__Exercise description__
Copy the entries below verbatim, from the line with "Target: black fleece jacket" to the line with "column 1097, row 296", both included.
====
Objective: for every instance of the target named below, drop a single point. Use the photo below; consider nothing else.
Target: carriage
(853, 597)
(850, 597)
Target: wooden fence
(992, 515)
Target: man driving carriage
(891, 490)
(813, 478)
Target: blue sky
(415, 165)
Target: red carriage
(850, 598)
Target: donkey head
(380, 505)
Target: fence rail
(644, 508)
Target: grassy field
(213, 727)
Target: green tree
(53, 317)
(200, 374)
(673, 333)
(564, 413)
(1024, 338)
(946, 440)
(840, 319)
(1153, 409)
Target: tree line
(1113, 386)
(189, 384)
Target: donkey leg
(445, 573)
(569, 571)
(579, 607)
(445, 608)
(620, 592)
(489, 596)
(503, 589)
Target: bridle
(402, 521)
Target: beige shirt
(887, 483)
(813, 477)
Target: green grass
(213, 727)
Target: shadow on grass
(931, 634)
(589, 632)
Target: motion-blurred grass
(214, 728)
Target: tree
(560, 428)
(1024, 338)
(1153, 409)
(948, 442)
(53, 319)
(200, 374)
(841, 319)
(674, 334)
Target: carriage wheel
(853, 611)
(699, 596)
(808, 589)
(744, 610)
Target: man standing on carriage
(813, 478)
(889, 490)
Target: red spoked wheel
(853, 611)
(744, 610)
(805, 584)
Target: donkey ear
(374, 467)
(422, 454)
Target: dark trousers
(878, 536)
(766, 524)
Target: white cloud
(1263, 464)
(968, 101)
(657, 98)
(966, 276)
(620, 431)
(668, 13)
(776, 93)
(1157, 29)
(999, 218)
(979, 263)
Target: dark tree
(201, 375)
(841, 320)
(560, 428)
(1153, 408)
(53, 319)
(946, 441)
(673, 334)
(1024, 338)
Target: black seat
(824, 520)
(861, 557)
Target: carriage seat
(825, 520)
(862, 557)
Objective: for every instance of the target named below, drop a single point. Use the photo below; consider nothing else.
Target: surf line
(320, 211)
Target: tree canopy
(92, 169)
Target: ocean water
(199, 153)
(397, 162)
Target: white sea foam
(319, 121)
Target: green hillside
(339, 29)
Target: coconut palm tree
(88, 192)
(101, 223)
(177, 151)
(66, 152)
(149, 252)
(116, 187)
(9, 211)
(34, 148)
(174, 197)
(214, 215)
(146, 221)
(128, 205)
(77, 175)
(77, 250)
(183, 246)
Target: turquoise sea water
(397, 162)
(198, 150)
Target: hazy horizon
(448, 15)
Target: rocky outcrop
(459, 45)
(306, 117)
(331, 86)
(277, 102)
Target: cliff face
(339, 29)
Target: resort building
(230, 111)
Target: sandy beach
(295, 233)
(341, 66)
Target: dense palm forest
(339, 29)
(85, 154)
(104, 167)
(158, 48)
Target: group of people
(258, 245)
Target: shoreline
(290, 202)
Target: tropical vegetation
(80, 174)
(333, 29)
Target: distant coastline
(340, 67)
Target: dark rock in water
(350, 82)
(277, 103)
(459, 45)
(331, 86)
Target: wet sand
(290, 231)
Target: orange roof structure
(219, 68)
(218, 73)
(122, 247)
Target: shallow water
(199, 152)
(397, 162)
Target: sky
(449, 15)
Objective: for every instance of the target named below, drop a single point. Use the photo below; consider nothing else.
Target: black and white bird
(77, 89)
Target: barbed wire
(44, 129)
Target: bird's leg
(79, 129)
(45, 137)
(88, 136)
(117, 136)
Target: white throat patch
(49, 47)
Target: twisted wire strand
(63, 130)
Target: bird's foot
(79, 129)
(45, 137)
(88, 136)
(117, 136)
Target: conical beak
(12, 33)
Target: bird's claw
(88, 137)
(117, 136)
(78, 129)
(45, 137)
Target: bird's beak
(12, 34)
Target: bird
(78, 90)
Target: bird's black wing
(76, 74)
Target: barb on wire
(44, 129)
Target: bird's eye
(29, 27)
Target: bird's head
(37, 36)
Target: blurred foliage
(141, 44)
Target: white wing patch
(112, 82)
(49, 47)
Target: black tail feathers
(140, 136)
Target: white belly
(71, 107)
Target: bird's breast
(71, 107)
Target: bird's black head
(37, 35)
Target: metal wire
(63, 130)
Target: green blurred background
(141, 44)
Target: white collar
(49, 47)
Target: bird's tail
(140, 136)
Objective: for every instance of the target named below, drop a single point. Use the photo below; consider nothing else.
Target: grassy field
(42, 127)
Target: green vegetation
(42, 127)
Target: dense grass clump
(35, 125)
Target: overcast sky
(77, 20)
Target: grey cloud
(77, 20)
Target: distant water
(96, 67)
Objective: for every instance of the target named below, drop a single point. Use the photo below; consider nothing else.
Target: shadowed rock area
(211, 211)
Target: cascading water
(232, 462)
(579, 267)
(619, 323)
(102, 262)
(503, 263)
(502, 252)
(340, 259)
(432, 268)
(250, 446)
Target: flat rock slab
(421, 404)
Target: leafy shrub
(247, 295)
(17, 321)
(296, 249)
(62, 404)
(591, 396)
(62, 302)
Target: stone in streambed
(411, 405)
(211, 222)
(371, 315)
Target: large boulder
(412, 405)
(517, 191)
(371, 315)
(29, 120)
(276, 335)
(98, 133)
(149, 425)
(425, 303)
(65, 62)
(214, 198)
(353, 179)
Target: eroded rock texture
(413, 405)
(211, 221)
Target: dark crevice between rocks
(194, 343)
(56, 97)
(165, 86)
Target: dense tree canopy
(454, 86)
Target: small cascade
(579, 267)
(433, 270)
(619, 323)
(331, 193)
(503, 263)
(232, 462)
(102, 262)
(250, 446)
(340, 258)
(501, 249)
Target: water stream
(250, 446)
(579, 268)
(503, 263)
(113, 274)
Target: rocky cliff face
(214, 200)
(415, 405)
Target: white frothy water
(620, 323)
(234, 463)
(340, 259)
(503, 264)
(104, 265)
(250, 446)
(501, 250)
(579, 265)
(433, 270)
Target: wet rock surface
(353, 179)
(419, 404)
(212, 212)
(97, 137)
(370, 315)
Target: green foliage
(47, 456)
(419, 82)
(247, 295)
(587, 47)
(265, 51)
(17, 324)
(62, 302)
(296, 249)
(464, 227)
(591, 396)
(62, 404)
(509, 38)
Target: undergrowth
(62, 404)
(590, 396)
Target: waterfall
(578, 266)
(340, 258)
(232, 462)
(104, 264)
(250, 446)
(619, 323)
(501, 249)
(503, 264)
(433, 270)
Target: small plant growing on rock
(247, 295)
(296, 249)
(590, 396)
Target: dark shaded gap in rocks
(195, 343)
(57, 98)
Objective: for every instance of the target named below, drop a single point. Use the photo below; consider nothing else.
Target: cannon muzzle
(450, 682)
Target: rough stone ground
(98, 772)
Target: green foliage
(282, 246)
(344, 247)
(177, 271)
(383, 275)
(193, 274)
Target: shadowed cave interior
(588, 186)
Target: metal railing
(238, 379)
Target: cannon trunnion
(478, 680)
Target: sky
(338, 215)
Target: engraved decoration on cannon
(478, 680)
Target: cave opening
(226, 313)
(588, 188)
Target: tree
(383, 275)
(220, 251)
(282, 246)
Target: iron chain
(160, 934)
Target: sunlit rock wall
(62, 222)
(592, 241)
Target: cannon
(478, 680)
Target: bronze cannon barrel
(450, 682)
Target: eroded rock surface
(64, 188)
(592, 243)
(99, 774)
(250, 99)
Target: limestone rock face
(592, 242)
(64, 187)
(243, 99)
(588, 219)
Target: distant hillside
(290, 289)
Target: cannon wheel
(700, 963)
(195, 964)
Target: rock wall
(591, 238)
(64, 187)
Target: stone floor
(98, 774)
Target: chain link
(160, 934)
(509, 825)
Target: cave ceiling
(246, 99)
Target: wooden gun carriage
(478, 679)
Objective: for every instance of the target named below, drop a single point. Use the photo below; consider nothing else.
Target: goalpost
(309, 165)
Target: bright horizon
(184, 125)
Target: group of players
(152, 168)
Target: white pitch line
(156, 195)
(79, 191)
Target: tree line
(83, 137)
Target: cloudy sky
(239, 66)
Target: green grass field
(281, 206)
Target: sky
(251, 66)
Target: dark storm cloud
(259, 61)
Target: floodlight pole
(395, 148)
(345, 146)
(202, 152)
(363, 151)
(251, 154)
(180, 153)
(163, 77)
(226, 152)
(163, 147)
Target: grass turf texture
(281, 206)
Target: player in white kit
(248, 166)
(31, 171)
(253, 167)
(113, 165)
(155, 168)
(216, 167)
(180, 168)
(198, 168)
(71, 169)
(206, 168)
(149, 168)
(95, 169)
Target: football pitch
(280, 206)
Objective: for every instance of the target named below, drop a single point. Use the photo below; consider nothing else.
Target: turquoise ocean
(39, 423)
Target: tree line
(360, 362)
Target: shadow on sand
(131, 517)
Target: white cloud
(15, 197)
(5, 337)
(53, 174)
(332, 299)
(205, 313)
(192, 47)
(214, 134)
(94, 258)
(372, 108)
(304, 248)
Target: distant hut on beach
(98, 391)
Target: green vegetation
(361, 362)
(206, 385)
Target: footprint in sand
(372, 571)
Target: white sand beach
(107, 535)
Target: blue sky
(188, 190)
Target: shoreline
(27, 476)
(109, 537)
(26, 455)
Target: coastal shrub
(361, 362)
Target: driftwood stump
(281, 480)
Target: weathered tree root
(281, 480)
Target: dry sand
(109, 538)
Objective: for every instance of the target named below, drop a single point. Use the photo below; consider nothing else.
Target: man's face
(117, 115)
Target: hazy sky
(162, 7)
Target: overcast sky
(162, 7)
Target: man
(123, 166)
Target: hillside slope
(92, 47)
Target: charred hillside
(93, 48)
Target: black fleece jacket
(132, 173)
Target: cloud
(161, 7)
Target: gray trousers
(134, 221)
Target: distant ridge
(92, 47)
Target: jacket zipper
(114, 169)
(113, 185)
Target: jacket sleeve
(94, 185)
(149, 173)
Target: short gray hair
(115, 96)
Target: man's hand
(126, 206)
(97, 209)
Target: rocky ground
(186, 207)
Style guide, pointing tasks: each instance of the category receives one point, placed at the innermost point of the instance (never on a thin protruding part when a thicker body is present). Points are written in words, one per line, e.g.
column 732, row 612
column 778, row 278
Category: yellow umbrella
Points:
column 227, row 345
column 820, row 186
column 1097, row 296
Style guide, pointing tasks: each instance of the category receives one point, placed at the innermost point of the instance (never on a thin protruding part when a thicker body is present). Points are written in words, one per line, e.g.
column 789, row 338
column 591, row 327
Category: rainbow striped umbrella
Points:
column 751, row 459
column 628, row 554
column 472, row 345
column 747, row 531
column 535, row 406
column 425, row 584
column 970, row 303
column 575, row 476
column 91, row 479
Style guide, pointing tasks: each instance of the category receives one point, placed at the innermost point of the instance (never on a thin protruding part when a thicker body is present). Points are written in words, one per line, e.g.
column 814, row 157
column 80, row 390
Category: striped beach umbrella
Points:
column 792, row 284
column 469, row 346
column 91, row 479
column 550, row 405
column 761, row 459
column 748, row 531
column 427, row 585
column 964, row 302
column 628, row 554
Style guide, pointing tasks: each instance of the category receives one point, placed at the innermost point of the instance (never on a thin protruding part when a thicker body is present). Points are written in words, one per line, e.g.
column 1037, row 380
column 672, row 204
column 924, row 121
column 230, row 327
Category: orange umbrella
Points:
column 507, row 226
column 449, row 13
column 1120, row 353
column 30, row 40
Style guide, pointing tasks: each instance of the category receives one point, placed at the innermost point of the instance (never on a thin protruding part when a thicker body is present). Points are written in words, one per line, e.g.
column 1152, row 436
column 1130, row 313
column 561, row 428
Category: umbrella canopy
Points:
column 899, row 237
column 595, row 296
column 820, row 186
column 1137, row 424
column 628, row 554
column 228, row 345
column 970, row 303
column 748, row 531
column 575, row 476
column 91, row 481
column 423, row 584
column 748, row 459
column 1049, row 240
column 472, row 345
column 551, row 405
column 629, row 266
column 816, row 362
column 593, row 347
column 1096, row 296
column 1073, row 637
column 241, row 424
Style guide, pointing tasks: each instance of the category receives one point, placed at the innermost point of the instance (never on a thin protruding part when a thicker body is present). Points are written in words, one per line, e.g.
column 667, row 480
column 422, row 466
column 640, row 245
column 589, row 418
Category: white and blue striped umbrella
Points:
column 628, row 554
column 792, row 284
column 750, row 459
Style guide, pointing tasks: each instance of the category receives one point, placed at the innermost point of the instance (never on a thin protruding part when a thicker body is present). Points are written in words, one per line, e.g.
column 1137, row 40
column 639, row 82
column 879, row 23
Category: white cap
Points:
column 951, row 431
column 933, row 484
====
__Task solution__
Target: black fleece jacket
(132, 173)
Target: cloud
(161, 7)
Target: gray trousers
(134, 221)
Target: distant ridge
(92, 47)
Target: jacket zipper
(114, 169)
(113, 185)
Target: jacket sleeve
(94, 185)
(149, 173)
Target: short gray hair
(115, 96)
Target: man's hand
(126, 206)
(97, 209)
Target: rocky ground
(186, 207)
Style guide, pointing tasks: each instance of the category receives one point, placed at the innermost point of the instance (never on a thin protruding part when a thicker body is present). Points are written in words, one per line, e.g.
column 732, row 612
column 778, row 278
Category: yellow umbrella
Points:
column 227, row 345
column 820, row 186
column 1097, row 296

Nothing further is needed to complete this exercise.